• Work to be completed
Nothing in the entries below may be altered; print them as they stand.

• Dataset records

──────

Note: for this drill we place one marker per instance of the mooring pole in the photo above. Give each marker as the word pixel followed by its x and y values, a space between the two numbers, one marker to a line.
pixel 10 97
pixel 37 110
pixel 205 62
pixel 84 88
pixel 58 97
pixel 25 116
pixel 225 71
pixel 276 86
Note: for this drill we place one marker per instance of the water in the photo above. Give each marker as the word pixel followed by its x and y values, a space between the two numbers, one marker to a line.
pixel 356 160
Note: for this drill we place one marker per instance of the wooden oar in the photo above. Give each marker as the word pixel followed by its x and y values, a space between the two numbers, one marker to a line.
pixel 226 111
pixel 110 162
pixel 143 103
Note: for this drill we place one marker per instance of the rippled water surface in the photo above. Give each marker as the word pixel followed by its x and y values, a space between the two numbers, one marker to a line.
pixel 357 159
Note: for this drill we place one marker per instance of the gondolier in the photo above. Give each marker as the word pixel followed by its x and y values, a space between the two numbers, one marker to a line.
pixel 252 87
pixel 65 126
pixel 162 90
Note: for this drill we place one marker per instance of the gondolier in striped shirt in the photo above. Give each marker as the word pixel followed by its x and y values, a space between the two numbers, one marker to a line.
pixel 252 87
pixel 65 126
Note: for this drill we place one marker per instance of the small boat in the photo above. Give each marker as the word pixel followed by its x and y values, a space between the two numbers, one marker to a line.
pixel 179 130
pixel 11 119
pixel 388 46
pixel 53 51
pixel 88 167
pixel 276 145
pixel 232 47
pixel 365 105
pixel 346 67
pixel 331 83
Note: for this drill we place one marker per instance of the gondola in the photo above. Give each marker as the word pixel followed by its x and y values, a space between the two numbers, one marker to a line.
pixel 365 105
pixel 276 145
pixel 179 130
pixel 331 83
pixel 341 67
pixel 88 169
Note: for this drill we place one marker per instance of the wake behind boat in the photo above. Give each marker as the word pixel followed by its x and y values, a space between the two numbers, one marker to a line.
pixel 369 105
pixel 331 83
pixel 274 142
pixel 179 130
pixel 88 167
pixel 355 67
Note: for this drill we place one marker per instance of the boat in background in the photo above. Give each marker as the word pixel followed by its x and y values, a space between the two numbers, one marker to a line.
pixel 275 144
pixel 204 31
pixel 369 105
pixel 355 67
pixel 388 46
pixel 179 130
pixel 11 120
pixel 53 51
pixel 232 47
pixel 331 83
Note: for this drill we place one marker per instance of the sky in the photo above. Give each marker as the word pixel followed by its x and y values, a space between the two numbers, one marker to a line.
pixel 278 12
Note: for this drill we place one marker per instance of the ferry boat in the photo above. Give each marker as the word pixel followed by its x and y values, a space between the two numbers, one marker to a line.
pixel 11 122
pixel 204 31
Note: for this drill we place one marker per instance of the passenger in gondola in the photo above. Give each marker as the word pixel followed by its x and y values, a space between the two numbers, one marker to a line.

──────

• Response below
Note: for this drill we place one marker per instance of the mooring pole in the photo above. Give each marker as the word pixel followed by its x and y values, a space between the two numbers, one marker to a line.
pixel 10 97
pixel 37 110
pixel 205 62
pixel 84 88
pixel 58 97
pixel 25 116
pixel 225 71
pixel 276 86
Note: for this drill we place one marker per instance of the water in the photo above. Give each marker as the word pixel followed by its x and y values, a space between the two numbers, one marker to a line.
pixel 356 160
Note: for this drill we place one marker per instance of the wooden oar in the photo above. Give each marker as the word pixel followed by its x and y values, a space between the two numbers, one marker to a line.
pixel 226 111
pixel 110 162
pixel 143 103
Note: for this drill we place one marker per instance of the rippled water surface in the photo above. Give each marker as the word pixel followed by its x and y values, a space between the two numbers, one marker to a line.
pixel 357 159
Note: for this drill we place one marker per instance of the gondolier in the photo above. Give each marker as the word pixel followed by its x and y values, a space between the two numbers, one marker to a line.
pixel 252 87
pixel 65 126
pixel 162 90
Note: for this drill we place one marker per instance of the gondolier in striped shirt in the photo above. Give each marker as the word pixel followed by its x and y values, a space between the two numbers, one marker to a line.
pixel 252 87
pixel 65 126
Note: for this drill we place one marker per instance of the small boat in the photo above. Give each marker as the word pixel followed by its x and y values, a space between the two numbers, one marker to a line.
pixel 179 130
pixel 11 119
pixel 388 46
pixel 53 51
pixel 88 167
pixel 276 145
pixel 232 47
pixel 365 105
pixel 346 67
pixel 331 83
Note: for this drill we place one marker per instance of the gondola in the photo above. Give each marker as the word pixel followed by its x and y values, a space between the two numbers, one marker to a line.
pixel 365 105
pixel 276 145
pixel 179 130
pixel 331 83
pixel 341 67
pixel 88 169
Note: for this drill we place one marker per instance of the wake behind boat in the photo above. Give each marker as the word pixel followed by its x and y values, a space between the two numbers, one marker to a line.
pixel 369 105
pixel 331 83
pixel 274 142
pixel 179 130
pixel 88 167
pixel 355 67
Note: for this drill we place one marker per instance of the boat in background in the photo above. Give each marker as the word pixel followed by its x and y values, a space between the two numbers, one marker to a line.
pixel 275 144
pixel 204 31
pixel 369 105
pixel 355 67
pixel 388 46
pixel 179 130
pixel 11 120
pixel 53 51
pixel 232 47
pixel 331 83
Note: for this drill we place one marker per instance of the sky in the photo above. Give each marker as the word pixel followed by its x and y values, a space between the two numbers, one marker to a line.
pixel 278 12
Note: for this drill we place one marker per instance of the ferry boat in the photo above. Give each marker as the word pixel followed by its x and y values, a space between the two numbers, one marker to a line.
pixel 11 122
pixel 204 31
Note: for this drill we place one marker per instance of the passenger in gondola in the photo above. Give each marker as the word pixel followed by its x and y values, a space between the two numbers, one marker to a line.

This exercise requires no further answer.